Record excerpts

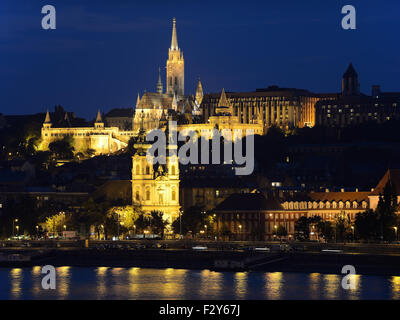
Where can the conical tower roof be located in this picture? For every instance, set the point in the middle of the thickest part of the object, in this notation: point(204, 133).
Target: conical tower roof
point(223, 100)
point(138, 100)
point(47, 119)
point(159, 83)
point(98, 117)
point(174, 40)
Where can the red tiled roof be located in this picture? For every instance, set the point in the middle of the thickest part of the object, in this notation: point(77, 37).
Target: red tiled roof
point(339, 196)
point(392, 175)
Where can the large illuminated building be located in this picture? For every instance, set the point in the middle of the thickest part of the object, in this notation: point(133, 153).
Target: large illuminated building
point(352, 107)
point(286, 108)
point(151, 112)
point(155, 187)
point(256, 216)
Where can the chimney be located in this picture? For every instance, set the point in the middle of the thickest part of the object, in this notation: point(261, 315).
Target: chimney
point(376, 91)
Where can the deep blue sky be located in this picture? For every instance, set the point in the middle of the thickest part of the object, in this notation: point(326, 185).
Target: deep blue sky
point(104, 52)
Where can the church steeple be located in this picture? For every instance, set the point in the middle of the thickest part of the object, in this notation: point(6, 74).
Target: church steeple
point(159, 83)
point(138, 101)
point(174, 40)
point(175, 67)
point(224, 105)
point(199, 93)
point(47, 121)
point(98, 123)
point(350, 84)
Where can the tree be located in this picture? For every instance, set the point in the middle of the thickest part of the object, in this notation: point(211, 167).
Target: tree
point(55, 223)
point(193, 220)
point(92, 214)
point(142, 223)
point(280, 231)
point(342, 227)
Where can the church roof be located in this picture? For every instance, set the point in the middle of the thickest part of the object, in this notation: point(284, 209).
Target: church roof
point(119, 112)
point(153, 100)
point(223, 100)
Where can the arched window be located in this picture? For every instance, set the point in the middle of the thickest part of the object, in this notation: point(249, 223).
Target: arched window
point(364, 204)
point(328, 205)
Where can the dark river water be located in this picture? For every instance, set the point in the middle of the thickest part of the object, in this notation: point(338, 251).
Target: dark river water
point(141, 283)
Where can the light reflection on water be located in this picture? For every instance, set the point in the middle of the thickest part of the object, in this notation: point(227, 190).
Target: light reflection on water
point(142, 283)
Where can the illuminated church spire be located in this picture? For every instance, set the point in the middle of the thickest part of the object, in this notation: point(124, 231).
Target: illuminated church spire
point(99, 124)
point(138, 101)
point(175, 67)
point(47, 119)
point(199, 93)
point(174, 40)
point(159, 83)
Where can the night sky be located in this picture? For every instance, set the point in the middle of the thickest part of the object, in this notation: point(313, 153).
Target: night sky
point(104, 52)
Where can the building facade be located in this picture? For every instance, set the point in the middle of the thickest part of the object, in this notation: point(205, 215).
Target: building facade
point(155, 187)
point(282, 107)
point(352, 107)
point(255, 216)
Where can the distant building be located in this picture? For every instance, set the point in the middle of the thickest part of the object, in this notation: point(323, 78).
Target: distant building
point(254, 216)
point(353, 107)
point(155, 187)
point(286, 108)
point(122, 118)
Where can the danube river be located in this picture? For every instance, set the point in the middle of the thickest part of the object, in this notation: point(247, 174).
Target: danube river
point(142, 283)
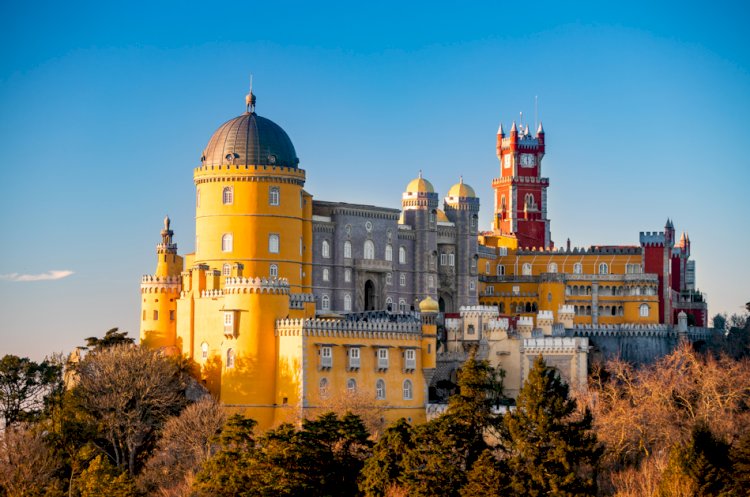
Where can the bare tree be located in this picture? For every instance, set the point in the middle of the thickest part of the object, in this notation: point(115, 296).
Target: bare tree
point(186, 443)
point(28, 466)
point(128, 393)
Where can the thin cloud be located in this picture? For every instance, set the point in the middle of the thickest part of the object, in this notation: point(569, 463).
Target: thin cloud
point(49, 275)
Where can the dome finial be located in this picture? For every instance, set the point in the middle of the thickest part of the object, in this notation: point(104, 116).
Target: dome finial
point(250, 98)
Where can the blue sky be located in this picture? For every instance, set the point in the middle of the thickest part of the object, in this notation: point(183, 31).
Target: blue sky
point(104, 111)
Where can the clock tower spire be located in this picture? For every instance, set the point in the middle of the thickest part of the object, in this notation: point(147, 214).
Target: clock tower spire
point(521, 191)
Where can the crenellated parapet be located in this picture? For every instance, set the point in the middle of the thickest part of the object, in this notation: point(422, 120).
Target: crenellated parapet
point(161, 284)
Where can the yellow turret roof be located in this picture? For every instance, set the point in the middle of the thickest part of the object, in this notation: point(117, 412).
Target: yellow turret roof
point(461, 189)
point(419, 185)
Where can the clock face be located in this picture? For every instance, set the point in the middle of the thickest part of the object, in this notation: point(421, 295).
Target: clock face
point(528, 160)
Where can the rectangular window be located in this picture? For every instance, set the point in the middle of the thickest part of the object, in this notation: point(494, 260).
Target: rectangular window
point(410, 359)
point(382, 358)
point(326, 357)
point(354, 358)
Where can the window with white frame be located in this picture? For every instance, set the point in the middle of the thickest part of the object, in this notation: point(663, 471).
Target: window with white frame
point(354, 358)
point(227, 195)
point(369, 250)
point(273, 195)
point(380, 390)
point(644, 310)
point(382, 358)
point(323, 388)
point(273, 243)
point(410, 359)
point(326, 357)
point(226, 242)
point(229, 322)
point(408, 390)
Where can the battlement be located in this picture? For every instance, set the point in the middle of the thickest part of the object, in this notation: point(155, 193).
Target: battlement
point(652, 238)
point(161, 284)
point(343, 328)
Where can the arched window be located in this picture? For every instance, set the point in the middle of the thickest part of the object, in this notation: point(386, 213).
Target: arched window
point(226, 242)
point(408, 390)
point(380, 390)
point(273, 243)
point(273, 195)
point(369, 249)
point(644, 310)
point(227, 195)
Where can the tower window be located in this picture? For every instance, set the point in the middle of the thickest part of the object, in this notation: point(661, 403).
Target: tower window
point(273, 195)
point(226, 242)
point(408, 390)
point(273, 243)
point(227, 195)
point(369, 249)
point(380, 390)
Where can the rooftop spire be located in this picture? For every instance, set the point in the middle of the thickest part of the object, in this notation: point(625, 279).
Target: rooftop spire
point(250, 98)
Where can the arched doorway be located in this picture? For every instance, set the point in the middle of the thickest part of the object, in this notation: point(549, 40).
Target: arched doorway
point(370, 297)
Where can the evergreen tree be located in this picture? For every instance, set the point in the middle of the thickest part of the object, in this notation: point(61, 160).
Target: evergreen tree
point(382, 471)
point(550, 450)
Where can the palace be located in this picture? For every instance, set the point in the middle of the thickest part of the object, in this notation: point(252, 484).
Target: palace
point(288, 302)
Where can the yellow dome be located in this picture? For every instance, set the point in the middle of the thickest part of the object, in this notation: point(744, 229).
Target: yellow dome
point(429, 305)
point(419, 185)
point(461, 189)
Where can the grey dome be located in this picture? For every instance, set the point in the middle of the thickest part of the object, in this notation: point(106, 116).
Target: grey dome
point(250, 140)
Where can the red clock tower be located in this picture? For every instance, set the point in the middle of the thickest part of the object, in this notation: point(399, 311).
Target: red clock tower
point(520, 191)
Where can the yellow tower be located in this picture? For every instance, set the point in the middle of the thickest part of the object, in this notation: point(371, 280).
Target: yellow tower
point(159, 294)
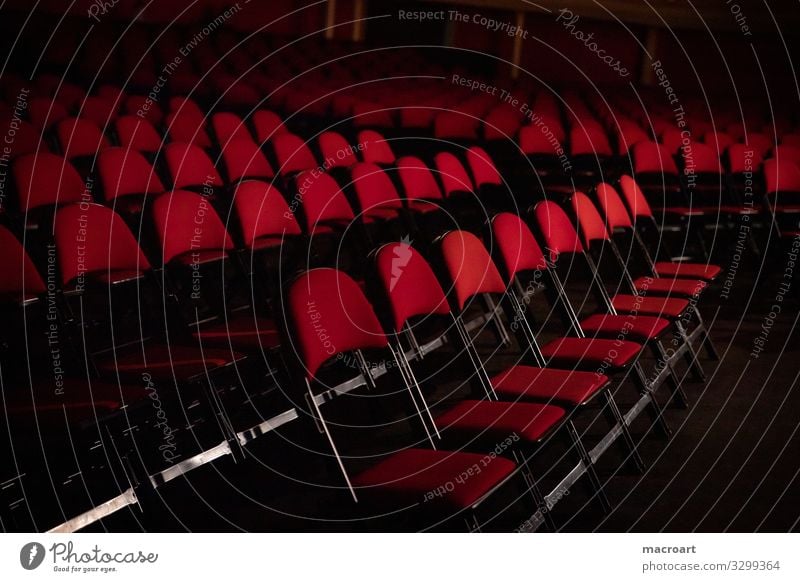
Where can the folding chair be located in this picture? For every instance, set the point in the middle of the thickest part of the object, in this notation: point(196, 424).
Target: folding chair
point(328, 316)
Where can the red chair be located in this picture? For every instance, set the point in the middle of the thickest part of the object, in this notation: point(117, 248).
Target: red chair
point(328, 301)
point(292, 154)
point(193, 239)
point(267, 125)
point(79, 138)
point(190, 167)
point(229, 127)
point(242, 159)
point(137, 134)
point(264, 216)
point(127, 179)
point(336, 152)
point(421, 191)
point(643, 217)
point(375, 149)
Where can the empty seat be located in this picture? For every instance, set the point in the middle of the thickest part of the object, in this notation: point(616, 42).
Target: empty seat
point(190, 167)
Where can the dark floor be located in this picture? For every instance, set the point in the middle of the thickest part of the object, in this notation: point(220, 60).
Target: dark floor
point(731, 465)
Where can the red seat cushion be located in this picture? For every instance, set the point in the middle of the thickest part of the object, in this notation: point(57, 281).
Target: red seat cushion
point(670, 286)
point(639, 327)
point(531, 383)
point(691, 270)
point(412, 476)
point(242, 333)
point(166, 363)
point(494, 421)
point(682, 210)
point(660, 306)
point(567, 352)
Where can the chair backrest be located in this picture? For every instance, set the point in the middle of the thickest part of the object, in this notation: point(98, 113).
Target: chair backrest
point(589, 220)
point(93, 238)
point(124, 172)
point(557, 231)
point(243, 158)
point(138, 134)
point(336, 152)
point(703, 158)
point(409, 284)
point(18, 275)
point(322, 199)
point(372, 186)
point(589, 139)
point(328, 315)
point(293, 154)
point(517, 249)
point(635, 198)
point(783, 176)
point(267, 125)
point(484, 172)
point(263, 212)
point(229, 126)
point(374, 148)
point(469, 267)
point(187, 222)
point(612, 207)
point(452, 174)
point(45, 179)
point(653, 158)
point(418, 180)
point(190, 167)
point(80, 137)
point(743, 158)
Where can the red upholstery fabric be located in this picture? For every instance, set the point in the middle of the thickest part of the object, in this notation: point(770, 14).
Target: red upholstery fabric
point(374, 148)
point(93, 240)
point(469, 267)
point(409, 283)
point(517, 248)
point(669, 286)
point(263, 213)
point(330, 315)
point(588, 352)
point(571, 387)
point(691, 270)
point(186, 223)
point(452, 174)
point(494, 421)
point(658, 306)
point(638, 328)
point(45, 179)
point(412, 476)
point(125, 172)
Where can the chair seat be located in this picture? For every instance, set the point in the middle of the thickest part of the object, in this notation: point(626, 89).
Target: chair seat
point(568, 352)
point(660, 306)
point(200, 257)
point(455, 480)
point(636, 327)
point(571, 387)
point(670, 286)
point(493, 421)
point(683, 211)
point(690, 270)
point(166, 363)
point(242, 333)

To be done
Edit the items from their beginning through the line containing "point(392, 175)", inclusive, so that "conical tower roof" becomes "cone-shaped tower roof" and nothing else changes. Give only those lines, without the pictures.

Answer to the exercise
Where can the cone-shaped tower roof be located in this picture? For every instance, set the point in the middle of the thickest part of the object, in this notation: point(204, 133).
Target: cone-shaped tower roof
point(223, 100)
point(138, 100)
point(47, 119)
point(159, 83)
point(98, 117)
point(174, 40)
Where can the red tiled roof be located in this picture? For every instance, set the point in the middle of the thickest part of the object, in this notation: point(77, 37).
Target: red tiled roof
point(339, 196)
point(392, 175)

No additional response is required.